**Written request:** Your task is to extract the lines from the one holding "Practice step: put one dot on the still" through the end of the material. Set them down exactly and add nothing.

— START Input material —

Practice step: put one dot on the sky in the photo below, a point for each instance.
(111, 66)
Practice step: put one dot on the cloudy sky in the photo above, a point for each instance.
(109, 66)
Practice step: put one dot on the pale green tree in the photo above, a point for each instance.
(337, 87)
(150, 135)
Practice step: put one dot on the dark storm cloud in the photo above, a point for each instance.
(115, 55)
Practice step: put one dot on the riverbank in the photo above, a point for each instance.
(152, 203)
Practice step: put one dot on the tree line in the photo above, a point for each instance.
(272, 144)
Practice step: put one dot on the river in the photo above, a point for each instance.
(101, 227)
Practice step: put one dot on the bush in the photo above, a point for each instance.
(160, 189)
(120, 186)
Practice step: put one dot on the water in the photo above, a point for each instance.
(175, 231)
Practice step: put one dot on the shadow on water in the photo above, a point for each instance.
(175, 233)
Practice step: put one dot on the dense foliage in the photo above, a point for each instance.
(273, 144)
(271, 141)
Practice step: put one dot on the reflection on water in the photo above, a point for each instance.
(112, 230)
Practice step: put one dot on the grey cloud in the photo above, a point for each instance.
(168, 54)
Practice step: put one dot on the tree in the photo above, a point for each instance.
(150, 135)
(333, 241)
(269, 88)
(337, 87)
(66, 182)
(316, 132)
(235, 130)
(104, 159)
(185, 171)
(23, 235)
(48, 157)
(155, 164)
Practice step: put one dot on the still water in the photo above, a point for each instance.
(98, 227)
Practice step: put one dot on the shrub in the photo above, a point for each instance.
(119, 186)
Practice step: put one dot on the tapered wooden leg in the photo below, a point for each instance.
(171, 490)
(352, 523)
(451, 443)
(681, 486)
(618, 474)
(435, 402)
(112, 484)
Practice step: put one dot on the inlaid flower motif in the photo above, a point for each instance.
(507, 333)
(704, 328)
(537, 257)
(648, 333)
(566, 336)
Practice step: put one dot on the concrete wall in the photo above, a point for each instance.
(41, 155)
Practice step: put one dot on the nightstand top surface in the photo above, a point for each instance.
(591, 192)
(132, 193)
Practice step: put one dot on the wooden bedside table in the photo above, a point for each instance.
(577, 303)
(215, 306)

— END Input material —

**Solution below:**
Practice step: put one dot on the still water in the photo above, a point for each instance.
(98, 227)
Practice step: put one dot on the shrub in the photo above, a point for each instance.
(119, 186)
Practice step: put one dot on the tapered wooden leg in the photo below, a point for each instance.
(171, 490)
(352, 523)
(451, 443)
(681, 486)
(618, 474)
(435, 402)
(112, 484)
Practice step: put one dot on the inlaid flower motif in the photo above, a point for each instance.
(507, 333)
(704, 328)
(537, 257)
(648, 333)
(566, 336)
Practice step: put one dot on the concrete wall in the photo above, a point for each instance.
(41, 155)
Practice step: put one dot on the nightstand top surface in the photo above, a point for each instance.
(591, 192)
(132, 193)
Practice step: put one dot on the wooden bedside table in the photo above, a point for each instance.
(577, 303)
(215, 306)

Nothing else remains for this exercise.